WHAT THE TASK ASKS ::
Though the entries contain pictures, the copy you make should hold only the rest, exactly as written.

(Point localization data)
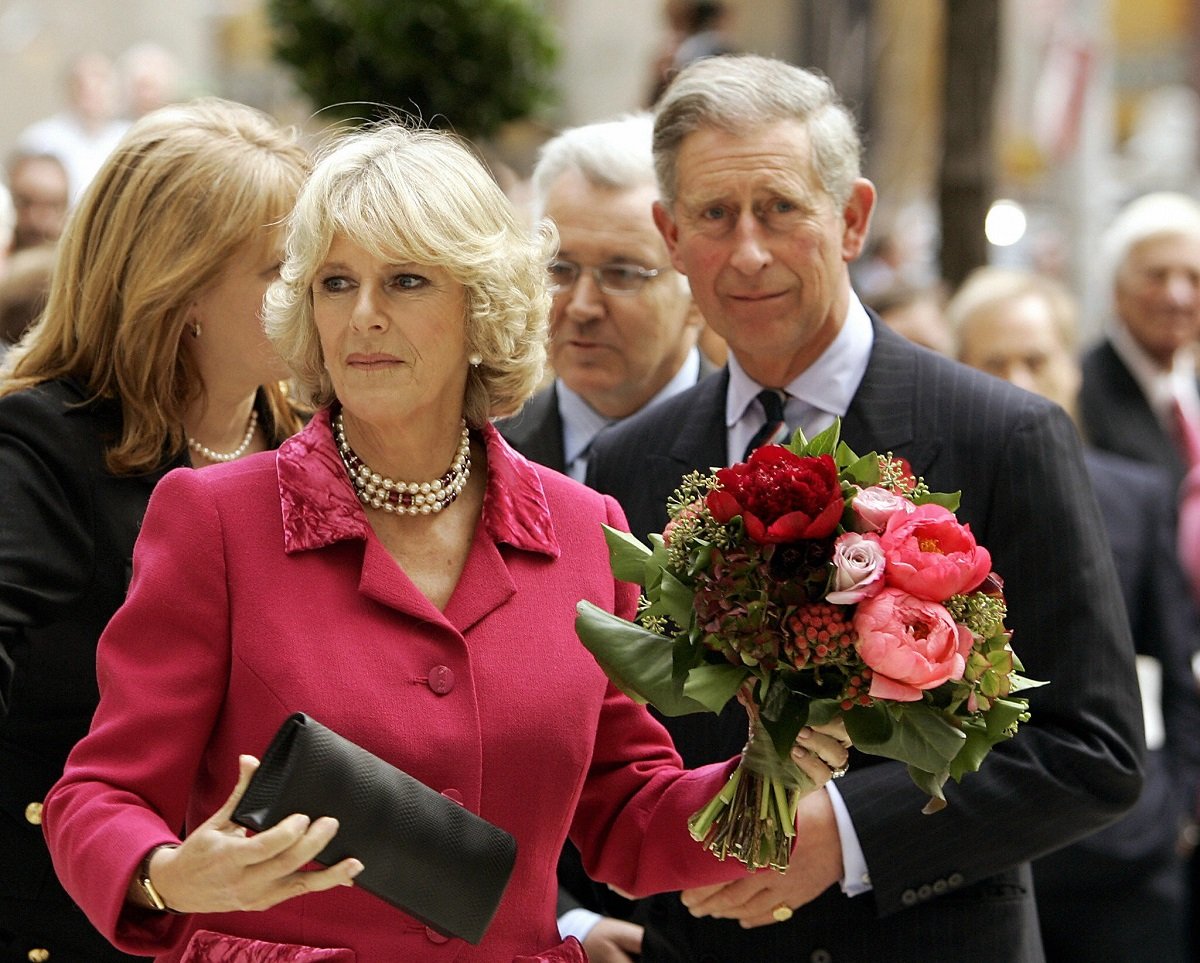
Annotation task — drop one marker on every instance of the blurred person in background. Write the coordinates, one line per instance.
(1140, 396)
(41, 195)
(23, 292)
(917, 312)
(623, 327)
(150, 356)
(150, 78)
(84, 132)
(1122, 892)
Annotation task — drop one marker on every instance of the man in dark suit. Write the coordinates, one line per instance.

THE ANSWER ::
Annotation task — drop one marker on every instance of the blurred person in background. Write the coordinates, one line per instance.
(1140, 396)
(41, 195)
(23, 292)
(917, 312)
(623, 327)
(150, 356)
(150, 78)
(84, 132)
(1122, 892)
Annotation task — drop one marker on every instance of the man in dark suit. Write the coordinates, one line per instance.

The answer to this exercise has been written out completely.